Stored data:
* START *

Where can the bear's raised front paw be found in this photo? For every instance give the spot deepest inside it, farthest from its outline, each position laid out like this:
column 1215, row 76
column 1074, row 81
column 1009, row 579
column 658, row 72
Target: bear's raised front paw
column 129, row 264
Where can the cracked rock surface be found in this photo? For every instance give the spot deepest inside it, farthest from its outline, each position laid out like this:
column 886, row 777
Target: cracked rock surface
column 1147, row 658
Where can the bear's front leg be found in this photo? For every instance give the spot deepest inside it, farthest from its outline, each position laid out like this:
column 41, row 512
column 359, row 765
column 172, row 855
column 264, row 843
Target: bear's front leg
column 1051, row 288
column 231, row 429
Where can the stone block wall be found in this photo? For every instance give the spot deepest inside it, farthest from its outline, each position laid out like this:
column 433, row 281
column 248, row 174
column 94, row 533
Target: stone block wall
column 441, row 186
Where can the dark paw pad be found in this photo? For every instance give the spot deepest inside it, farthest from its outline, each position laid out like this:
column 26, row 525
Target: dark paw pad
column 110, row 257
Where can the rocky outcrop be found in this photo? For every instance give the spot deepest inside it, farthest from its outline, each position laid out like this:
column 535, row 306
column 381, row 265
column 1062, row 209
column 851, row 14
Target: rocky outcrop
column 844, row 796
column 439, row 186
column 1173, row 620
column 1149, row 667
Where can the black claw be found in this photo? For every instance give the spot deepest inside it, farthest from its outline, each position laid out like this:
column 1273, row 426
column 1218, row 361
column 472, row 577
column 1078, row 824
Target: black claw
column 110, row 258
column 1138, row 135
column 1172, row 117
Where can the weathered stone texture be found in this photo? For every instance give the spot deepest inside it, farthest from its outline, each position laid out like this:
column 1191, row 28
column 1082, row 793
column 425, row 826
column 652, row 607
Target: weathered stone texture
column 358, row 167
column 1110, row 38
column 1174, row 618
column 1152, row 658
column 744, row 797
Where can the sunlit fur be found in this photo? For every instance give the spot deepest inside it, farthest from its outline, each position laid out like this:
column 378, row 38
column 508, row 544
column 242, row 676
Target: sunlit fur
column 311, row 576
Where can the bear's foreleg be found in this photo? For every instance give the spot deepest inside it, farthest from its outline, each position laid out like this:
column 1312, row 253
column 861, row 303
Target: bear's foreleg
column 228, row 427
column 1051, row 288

* END *

__Exercise__: Please copy everything from the line containing "Where can the sunlit" down through the last of the entries, without changing a single character.

__Final answer__:
Where can the sunlit fur be found in this photo? For every instance give the spot deepest inside it, farthest from its outline, each position laid out like this:
column 378, row 38
column 508, row 544
column 242, row 676
Target: sunlit fur
column 311, row 576
Where can the bear's foreleg be found in this photo? For every instance give the spot deepest inside it, farthest from its outline, each position laid out like this:
column 1312, row 253
column 861, row 303
Target: bear's foreleg
column 228, row 427
column 1051, row 288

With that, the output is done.